§ YOUR OBJECTIVE
Please copy every one of the entries below character for character, leaving each line unchanged.

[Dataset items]
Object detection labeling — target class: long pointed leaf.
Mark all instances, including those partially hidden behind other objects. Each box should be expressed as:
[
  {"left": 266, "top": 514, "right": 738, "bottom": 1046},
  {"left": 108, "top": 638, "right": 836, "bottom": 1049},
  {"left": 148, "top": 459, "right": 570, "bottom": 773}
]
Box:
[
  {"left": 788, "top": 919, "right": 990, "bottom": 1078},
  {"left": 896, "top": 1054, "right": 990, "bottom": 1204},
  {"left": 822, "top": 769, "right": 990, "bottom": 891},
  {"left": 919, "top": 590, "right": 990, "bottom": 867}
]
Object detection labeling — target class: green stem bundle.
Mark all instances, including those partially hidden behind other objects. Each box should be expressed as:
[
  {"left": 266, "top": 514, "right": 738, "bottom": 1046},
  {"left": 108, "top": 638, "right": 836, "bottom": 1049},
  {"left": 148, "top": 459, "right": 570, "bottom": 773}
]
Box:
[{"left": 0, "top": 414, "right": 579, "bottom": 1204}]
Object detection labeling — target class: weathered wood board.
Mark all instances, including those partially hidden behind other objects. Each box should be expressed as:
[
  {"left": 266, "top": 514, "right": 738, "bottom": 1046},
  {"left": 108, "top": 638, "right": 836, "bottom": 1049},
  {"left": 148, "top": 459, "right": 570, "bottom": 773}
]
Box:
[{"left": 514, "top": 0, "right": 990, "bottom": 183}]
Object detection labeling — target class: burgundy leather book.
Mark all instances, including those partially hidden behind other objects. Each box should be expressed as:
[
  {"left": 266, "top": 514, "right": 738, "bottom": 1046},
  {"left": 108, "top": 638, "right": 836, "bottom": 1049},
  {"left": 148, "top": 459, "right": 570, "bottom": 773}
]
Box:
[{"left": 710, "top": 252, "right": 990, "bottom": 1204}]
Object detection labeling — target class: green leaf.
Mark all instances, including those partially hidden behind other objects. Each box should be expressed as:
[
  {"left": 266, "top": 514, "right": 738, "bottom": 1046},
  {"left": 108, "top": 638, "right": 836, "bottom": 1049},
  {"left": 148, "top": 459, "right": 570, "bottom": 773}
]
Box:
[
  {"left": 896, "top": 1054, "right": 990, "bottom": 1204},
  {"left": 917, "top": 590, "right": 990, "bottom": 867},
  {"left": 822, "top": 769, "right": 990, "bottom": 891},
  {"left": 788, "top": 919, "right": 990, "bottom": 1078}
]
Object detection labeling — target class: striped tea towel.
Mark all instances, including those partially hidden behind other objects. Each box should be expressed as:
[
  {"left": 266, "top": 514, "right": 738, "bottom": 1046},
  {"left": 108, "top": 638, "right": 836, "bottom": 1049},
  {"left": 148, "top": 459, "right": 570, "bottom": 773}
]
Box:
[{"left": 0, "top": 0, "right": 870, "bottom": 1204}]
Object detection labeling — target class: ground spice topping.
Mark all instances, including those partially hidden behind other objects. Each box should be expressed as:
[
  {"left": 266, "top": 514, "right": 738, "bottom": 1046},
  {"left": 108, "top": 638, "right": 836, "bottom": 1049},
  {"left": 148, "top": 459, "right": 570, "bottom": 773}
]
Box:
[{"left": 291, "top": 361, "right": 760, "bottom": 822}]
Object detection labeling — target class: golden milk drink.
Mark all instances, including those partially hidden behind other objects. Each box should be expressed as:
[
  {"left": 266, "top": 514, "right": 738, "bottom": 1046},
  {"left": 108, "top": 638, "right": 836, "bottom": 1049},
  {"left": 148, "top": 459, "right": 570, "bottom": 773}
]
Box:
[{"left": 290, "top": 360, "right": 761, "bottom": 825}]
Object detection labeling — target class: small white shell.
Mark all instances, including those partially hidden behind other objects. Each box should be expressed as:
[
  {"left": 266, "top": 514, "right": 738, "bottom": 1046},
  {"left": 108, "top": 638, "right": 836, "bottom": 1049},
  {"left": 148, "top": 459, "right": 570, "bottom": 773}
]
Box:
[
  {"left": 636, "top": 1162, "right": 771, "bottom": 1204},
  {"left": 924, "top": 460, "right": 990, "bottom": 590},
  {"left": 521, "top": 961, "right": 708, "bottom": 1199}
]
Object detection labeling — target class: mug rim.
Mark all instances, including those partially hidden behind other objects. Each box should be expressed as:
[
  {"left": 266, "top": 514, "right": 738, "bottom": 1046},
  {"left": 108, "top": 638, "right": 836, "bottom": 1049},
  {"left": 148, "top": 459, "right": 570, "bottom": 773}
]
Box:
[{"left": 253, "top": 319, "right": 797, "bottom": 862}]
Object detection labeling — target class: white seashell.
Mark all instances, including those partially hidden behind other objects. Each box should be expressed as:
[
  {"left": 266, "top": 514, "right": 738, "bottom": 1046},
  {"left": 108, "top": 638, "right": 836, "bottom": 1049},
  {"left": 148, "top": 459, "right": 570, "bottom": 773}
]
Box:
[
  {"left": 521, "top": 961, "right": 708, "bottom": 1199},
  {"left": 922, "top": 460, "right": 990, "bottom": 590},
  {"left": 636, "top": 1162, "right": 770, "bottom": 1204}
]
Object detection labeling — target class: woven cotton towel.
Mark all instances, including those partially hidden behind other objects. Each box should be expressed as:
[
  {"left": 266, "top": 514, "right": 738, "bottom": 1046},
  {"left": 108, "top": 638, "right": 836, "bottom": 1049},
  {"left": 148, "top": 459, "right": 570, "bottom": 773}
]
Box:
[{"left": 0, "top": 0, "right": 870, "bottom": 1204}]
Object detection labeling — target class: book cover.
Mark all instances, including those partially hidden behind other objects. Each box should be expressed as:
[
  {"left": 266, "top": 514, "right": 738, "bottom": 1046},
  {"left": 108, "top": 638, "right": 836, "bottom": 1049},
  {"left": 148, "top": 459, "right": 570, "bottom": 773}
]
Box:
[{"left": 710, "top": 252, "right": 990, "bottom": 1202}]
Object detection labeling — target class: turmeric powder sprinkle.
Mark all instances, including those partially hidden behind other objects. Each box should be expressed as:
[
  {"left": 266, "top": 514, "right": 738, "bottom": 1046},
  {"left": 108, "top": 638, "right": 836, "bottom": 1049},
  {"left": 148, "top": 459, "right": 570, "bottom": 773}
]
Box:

§ THE COMPLETED TASK
Object detection labeling — target class: long pointed leaf.
Mark all instances, including those partially hidden behind other objects. Each box should be expressed as:
[
  {"left": 266, "top": 514, "right": 738, "bottom": 1046},
  {"left": 108, "top": 638, "right": 836, "bottom": 1049},
  {"left": 148, "top": 459, "right": 570, "bottom": 773}
]
Box:
[
  {"left": 788, "top": 919, "right": 990, "bottom": 1078},
  {"left": 896, "top": 1054, "right": 990, "bottom": 1204},
  {"left": 822, "top": 769, "right": 990, "bottom": 891},
  {"left": 919, "top": 590, "right": 990, "bottom": 867}
]
Object detection labeling — target class: green stem bundle.
Mark all instances, including those partially hidden behind other objects. Each box should be expressed as:
[
  {"left": 266, "top": 514, "right": 738, "bottom": 1046},
  {"left": 108, "top": 638, "right": 836, "bottom": 1049},
  {"left": 148, "top": 459, "right": 570, "bottom": 773}
]
Box:
[{"left": 0, "top": 414, "right": 579, "bottom": 1204}]
Object detection labeling — target class: weathered wood board.
Mark all instances, including those partially hidden behind other objects. Each box should be expressed as:
[
  {"left": 266, "top": 514, "right": 738, "bottom": 1046},
  {"left": 108, "top": 638, "right": 836, "bottom": 1049},
  {"left": 148, "top": 459, "right": 570, "bottom": 773}
]
Box:
[{"left": 514, "top": 0, "right": 990, "bottom": 183}]
Object detection labeling — target class: burgundy leather book.
Mark all instances, including those partially hidden behind other objects. Each box should be expressed as:
[
  {"left": 266, "top": 514, "right": 738, "bottom": 1046},
  {"left": 108, "top": 638, "right": 836, "bottom": 1049},
  {"left": 148, "top": 459, "right": 570, "bottom": 773}
]
Box:
[{"left": 710, "top": 252, "right": 990, "bottom": 1204}]
Object detection labeling — target class: green leaf.
Mark all instances, including those partially hidden behind other objects. Each box should be expressed as:
[
  {"left": 266, "top": 514, "right": 738, "bottom": 1046},
  {"left": 108, "top": 638, "right": 836, "bottom": 1049},
  {"left": 148, "top": 459, "right": 570, "bottom": 773}
]
Box:
[
  {"left": 896, "top": 1054, "right": 990, "bottom": 1204},
  {"left": 917, "top": 590, "right": 990, "bottom": 867},
  {"left": 822, "top": 769, "right": 990, "bottom": 891},
  {"left": 788, "top": 919, "right": 990, "bottom": 1078}
]
Object detection labeling — target class: striped tea towel.
Mark all instances, including those partially hidden behind other objects. Each box should be expressed as:
[
  {"left": 266, "top": 514, "right": 738, "bottom": 1046},
  {"left": 108, "top": 638, "right": 836, "bottom": 1049},
  {"left": 148, "top": 459, "right": 570, "bottom": 773}
]
Box:
[{"left": 0, "top": 0, "right": 870, "bottom": 1204}]
Object detection labeling — target class: ground spice topping.
Mark all instances, including those partially hidden behind other objects. Each box should be expressed as:
[
  {"left": 266, "top": 514, "right": 738, "bottom": 1046},
  {"left": 108, "top": 638, "right": 836, "bottom": 1049},
  {"left": 148, "top": 459, "right": 570, "bottom": 773}
]
Box:
[{"left": 291, "top": 361, "right": 760, "bottom": 822}]
Object detection labeling — target class: golden milk drink.
Mark all instances, including those partially hidden behind other objects. Each box should be expressed as:
[
  {"left": 266, "top": 514, "right": 738, "bottom": 1046},
  {"left": 108, "top": 638, "right": 836, "bottom": 1049},
  {"left": 148, "top": 459, "right": 570, "bottom": 773}
]
Box:
[{"left": 290, "top": 360, "right": 761, "bottom": 825}]
Object detection labeling — target class: small white shell.
Mark all instances, including those partially hidden behind other objects. Each box should be expressed as:
[
  {"left": 266, "top": 514, "right": 738, "bottom": 1046},
  {"left": 108, "top": 638, "right": 836, "bottom": 1049},
  {"left": 148, "top": 459, "right": 570, "bottom": 773}
]
Box:
[
  {"left": 636, "top": 1162, "right": 771, "bottom": 1204},
  {"left": 924, "top": 460, "right": 990, "bottom": 590},
  {"left": 521, "top": 961, "right": 708, "bottom": 1199}
]
Object detection labeling — target class: mug rim.
Mark all instances, including those partially hidden behind other objects. Each box should be expressed as:
[
  {"left": 266, "top": 514, "right": 738, "bottom": 1046},
  {"left": 108, "top": 638, "right": 836, "bottom": 1049},
  {"left": 148, "top": 459, "right": 570, "bottom": 773}
]
Box:
[{"left": 253, "top": 319, "right": 797, "bottom": 862}]
Object detection labeling — target class: white seashell.
Mark all instances, including those partially hidden behind other objects. Each box should be expressed as:
[
  {"left": 266, "top": 514, "right": 738, "bottom": 1046},
  {"left": 108, "top": 638, "right": 836, "bottom": 1049},
  {"left": 148, "top": 459, "right": 570, "bottom": 773}
]
Box:
[
  {"left": 521, "top": 961, "right": 708, "bottom": 1199},
  {"left": 922, "top": 460, "right": 990, "bottom": 590},
  {"left": 636, "top": 1162, "right": 770, "bottom": 1204}
]
Object detection labeling — target class: woven cotton towel.
Mark all instances, including those partially hidden behind other objects. Each box should be expressed as:
[
  {"left": 266, "top": 514, "right": 738, "bottom": 1046},
  {"left": 108, "top": 638, "right": 836, "bottom": 1049},
  {"left": 148, "top": 459, "right": 570, "bottom": 773}
]
Box:
[{"left": 0, "top": 0, "right": 870, "bottom": 1204}]
Object detection labeling — target class: book cover.
Mark all instances, including those partially hidden behind other objects. Each box should be expressed as:
[
  {"left": 266, "top": 514, "right": 738, "bottom": 1046},
  {"left": 108, "top": 638, "right": 836, "bottom": 1049},
  {"left": 148, "top": 459, "right": 570, "bottom": 773}
]
Box:
[{"left": 710, "top": 252, "right": 990, "bottom": 1202}]
Object detection labeling — target class: turmeric powder sprinkle.
Mark all instances, including those partially hidden behind other objects. Each box should be expressed as:
[
  {"left": 266, "top": 514, "right": 738, "bottom": 1046},
  {"left": 108, "top": 638, "right": 836, "bottom": 1049},
  {"left": 148, "top": 459, "right": 570, "bottom": 773}
]
Box:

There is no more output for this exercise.